Efeito Marielle: Uma nova utopia!
Foto: Luiza Castro/Sul21

Mauri Cruz (*)

Passado o primeiro turno das eleições, embora difícil, devemos tentar praticar um certo distanciamento. Olhar para trás, recordar de nossas avaliações antes do pleito e mirar o que realmente aconteceu. Eu me recordo das nossas reflexões e discussões no final do ano passado e início deste ano sobre se haveria ou não eleições e, se houvessem, qual seria o papel da disputa municipal no combate à ofensiva da extrema direita desde 2014. Surgiram muitas teorias. A maioria delas afirmavam a necessidade de as eleições municipais serem uma espécie de trincheira contra o fascismo, o pensamento autoritário, machista, racista, xenófobo e negacionistas que dominam as falas de Bolsonaro e seus seguidores. Mais que isso, que neste contexto tão adverso, muitas/os de nós afirmávamos que o mais importante era que as eleições deveriam ser um momento de fortalecimento da democracia e de construção de uma consciência social na defesa das nossas pautas.

Mas para isso ser possível, era preciso unir forças deixando os interesses partidários em secundo plano. Primeiro salvar a democracia, era o mantra. O motivo desta estratégia era, por um lado, o reconhecimento da força do pensamento autoritário e seu enraizamento em parte da sociedade brasileira com o beneplácito de setores da mídia, do sistema judiciário e dos setores neoliberais. Mas também o reconhecimento da força das ações de resistência e de sua capacidade para derrotar o fascismo e construir um outro tipo de sociedade. Em síntese, havia uma convicção de que a tarefa principal era derrotar o bolsonarismo e tudo o que ele representa. Esta convicção era tão forte que em várias cidades houve movimentos conscientes de diálogo com os chamados setores progressistas do PSB e do próprio MDB.

Mas a necessária unidade não era uma consequência natural e os riscos de divisão eram enormes. Sabendo disto, a militância dos movimentos sociais iniciou diálogos e uma pressão para que a unidade fosse possível e para que os programas a serem defendidos pelos partidos de esquerda fossem discutidos de forma ampla e aberta com os movimentos sociais e não somente entre as direções partidárias. Nas plenárias realizadas na busca desta necessária unidade inúmeras vezes foi verbalizado que a militância social não iria se dividir. Infelizmente, quando as eleições foram confirmadas, a maioria das lideranças partidárias tomaram outro caminho, e priorizaram estratégias no sentido da manutenção de suas bancadas. Infelizmente a unidade necessária não foi a tônica em muitas das cidades. Não há outra explicação para algumas escolhas feitas em São Paulo, Rio de Janeiro e mesmo aqui em Porto Alegre.

Mas o importante é que em várias cidades a militância entendeu os riscos e não se dividiu. Jogou-se de corpo e alma no processo eleitoral. Priorizou aquelas campanhas e candidaturas que melhor a representavam. O resultado todas e todos conhecemos. Haverá segundo turno com Boullos (PSOL) em São Paulo, Manuela (PCdoB) em Porto Alegre, Marilia Arraes (PT) em Recife, Edmilson (PSOL) em Belém, João Coser (PT) e Sarto (PDT) em Fortaleza.

Conteúdo dos dados =
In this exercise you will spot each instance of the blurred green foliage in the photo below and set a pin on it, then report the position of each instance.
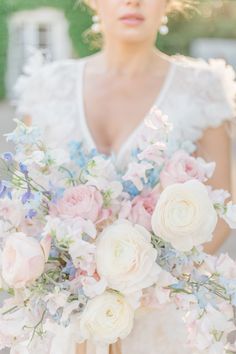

Lista de exercícios =
A – Segundo o texto sobre o efeito Marielle, qual candidata disputará o segundo turno em Recife, e por qual partido?
B – Dê continuidade ao texto sobre o efeito Marielle a partir do ponto em que ele termina.

Respostas em ordem =
A – Marilia Arraes, do PT.

B –
São vitórias eleitorais e política que precisam ser comemoradas. Estar no segundo turno com as pautas do combate as desigualdades, a defesa do estado como promotor do bem-estar social de todas e todos, do combate ao racismo, a xenofobia e ao patriarcado é uma mudança importantíssima. É preciso reconhecer que o contexto era bastante adverso. Não seria fácil apresentar alternativas à esquerda num contexto tão complexo onde a onda dos discursos da extrema direita sentia-se tão à vontade de serem defendidos aos quatro cantos do país. Por isso, os resultados devem ser interpretados dentro desta avaliação e não dos nossos desejos. Não me parece correto um sentimento de derrota.

Aqui no RS perdemos eleições importantes por míseros 300 votos, como foi o caso de Alvorada em aliança com o PDT e PCdoB e em Viamão apoiando o próprio PDT. Mas vencemos em São Leopoldo e estamos no segundo turno em Caxias do Sul e Pelotas. As derrotas são tristes, mas, apesar disto, ter mobilizado milhares de pessoas em defesa das nossas agendas sociais encantando e mobilizando num cenário tão adverso precisa ser reconhecido como um importante avanço. Nacionalmente, em Porto Alegre, São Paulo, Belém e Vitória, por exemplo, estamos no segundo turno com chances reais de vitória. E, analisando as eleições anteriores em que nem fomos ao segundo turno estes resultados como uma primeira vitória a ser comemorada.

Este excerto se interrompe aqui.